### [Excerpt to read]

# Working with cupped 1 x 12 pine boards How do I do it?



## nicksorenson (Jun 2, 2008)

I'm building guitar amp cabinets with 1x12 pine and have a continual problem with cupped and bowed boards. I'm using a jig (Keller) to make the ends dovetailed. It works very nicely except that the boards are cupped. Is there a way to make sure everything comes together nice and true?

My guess is make sure everything is clamped nice and tight with pipe clamps when glued. Is that right?

Sorry if that's a dumb question! I'm new to woodworking.
thanks!!
Nick


----------



## bobj3 (Jan 17, 2006)

Hi Nick

Just about all 12" boards will be cupped if not now in time,, once a tree always a tree..

It's best rip them down to two or 3 parts then glue them backup...the norm is right down the heart wood of the plank...

I know it sounds like alot more work and it is, BUT if you don't do it now you will have a great bow and arrow cabinet...


========


----------



## Mike (Nov 22, 2004)

Nick, if the grain pattern is not important you can buy boards made from 1x2" strips glued to useful sizes like 12, 18 or 24" widths. These are available in both pine and hardwood such as aspen. If the grain is important consider using veneered plywood with the edges dressed with veneer or an edge cap.


----------



## nicksorenson (Jun 2, 2008)

Mike said:


> Nick, if the grain pattern is not important you can buy boards made from 1x2" strips glued to useful sizes like 12, 18 or 24" widths. These are available in both pine and hardwood such as aspen. If the grain is important consider using veneered plywood with the edges dressed with veneer or an edge cap.



That would actually be very nice. The grain doesn't matter at all. Every amp I'm building for the time being will be covered by a vinyl material. So, joined 1x2's would work perfect. Are they comparably priced to 1x12?


----------



## AxlMyk (Jun 13, 2006)

It would be a lot less work to use 3/4" plywood, or MDF, although MDF is heavy.
If you're just making the amp case, 1/2" would be acceptible. 3/4" for speakers.


----------



## nicksorenson (Jun 2, 2008)

This is very true if it were just from a workability perspective. However in the case of audio equipment there's quite a bit of hype about what wood works for certain sounds. Also there is the reality side (beyond the hype side) of what sounds best. Of course tradition determines what we 'think' sounds best and pine unfortunately is the industry standard for small combo guitar amps. So... I'm stuck with it. Fun!! 



AxlMyk said:


> It would be a lot less work to use 3/4" plywood, or MDF, although MDF is heavy.
> If you're just making the amp case, 1/2" would be acceptible. 3/4" for speakers.


----------



## harrysin (Jan 15, 2007)

### [Supplied information]
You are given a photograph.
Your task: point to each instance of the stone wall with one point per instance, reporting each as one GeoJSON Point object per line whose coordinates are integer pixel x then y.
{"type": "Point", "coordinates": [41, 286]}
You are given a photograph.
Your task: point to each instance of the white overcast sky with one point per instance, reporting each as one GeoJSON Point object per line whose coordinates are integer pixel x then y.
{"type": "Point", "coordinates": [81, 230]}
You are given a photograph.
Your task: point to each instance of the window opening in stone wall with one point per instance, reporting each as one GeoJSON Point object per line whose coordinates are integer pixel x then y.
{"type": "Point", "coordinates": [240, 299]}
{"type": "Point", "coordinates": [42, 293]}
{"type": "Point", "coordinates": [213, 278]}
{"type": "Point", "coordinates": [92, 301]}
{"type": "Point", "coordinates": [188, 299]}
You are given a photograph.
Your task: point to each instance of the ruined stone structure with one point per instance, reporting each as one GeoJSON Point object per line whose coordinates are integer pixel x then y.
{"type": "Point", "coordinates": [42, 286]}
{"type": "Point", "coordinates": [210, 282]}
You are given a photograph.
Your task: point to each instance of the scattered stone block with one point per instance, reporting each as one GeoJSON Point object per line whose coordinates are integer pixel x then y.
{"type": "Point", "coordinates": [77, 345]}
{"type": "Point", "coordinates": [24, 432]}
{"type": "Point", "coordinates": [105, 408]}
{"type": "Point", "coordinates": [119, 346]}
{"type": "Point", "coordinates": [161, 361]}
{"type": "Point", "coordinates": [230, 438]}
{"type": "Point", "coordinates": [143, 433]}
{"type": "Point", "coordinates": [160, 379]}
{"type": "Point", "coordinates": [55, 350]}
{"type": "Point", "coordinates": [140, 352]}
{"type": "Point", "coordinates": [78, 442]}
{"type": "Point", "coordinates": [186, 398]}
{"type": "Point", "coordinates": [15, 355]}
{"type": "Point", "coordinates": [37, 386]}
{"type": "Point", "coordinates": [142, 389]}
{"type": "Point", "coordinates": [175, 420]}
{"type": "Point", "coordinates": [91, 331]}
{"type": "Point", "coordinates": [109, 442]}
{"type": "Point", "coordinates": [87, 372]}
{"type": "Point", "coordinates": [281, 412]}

### [Given task A]
In the forum thread on cupped pine boards, why does Nick say he is stuck using pine instead of plywood or MDF? Answer in one to three sentences.
### [Given task B]
Extend the forum thread on cupped pine boards by writing the post that follows harrysin's name.
The material has no connection to the forum thread on cupped pine boards.

### [Written answer A]
Nick says that with audio equipment, the choice of wood matters for sound, both in the hype and in what actually sounds best. Tradition shapes what people think sounds best, and pine is the industry standard for small combo guitar amps, so he has to use it.

### [Written answer B]
I do hate to give an opposing view to a fellow member, but, during my 50 working years in the consumer electronics industry I had a steady trickle of guitar amps/speakers for repair, professional and beginners both for repair to the amps. or re-coning of the literally blown drivers which gave me an insight into the cabinets and I don't recall ever seeing one made from Pine, besides which the guys who use this equipment spend heaps of money on devices to DISTORT the sound! I never did understand the latter as most of my work was on top end audio where distortion figures around 0.001% were achievable. Plywood would be my choice.


----------



## nicksorenson (Jun 2, 2008)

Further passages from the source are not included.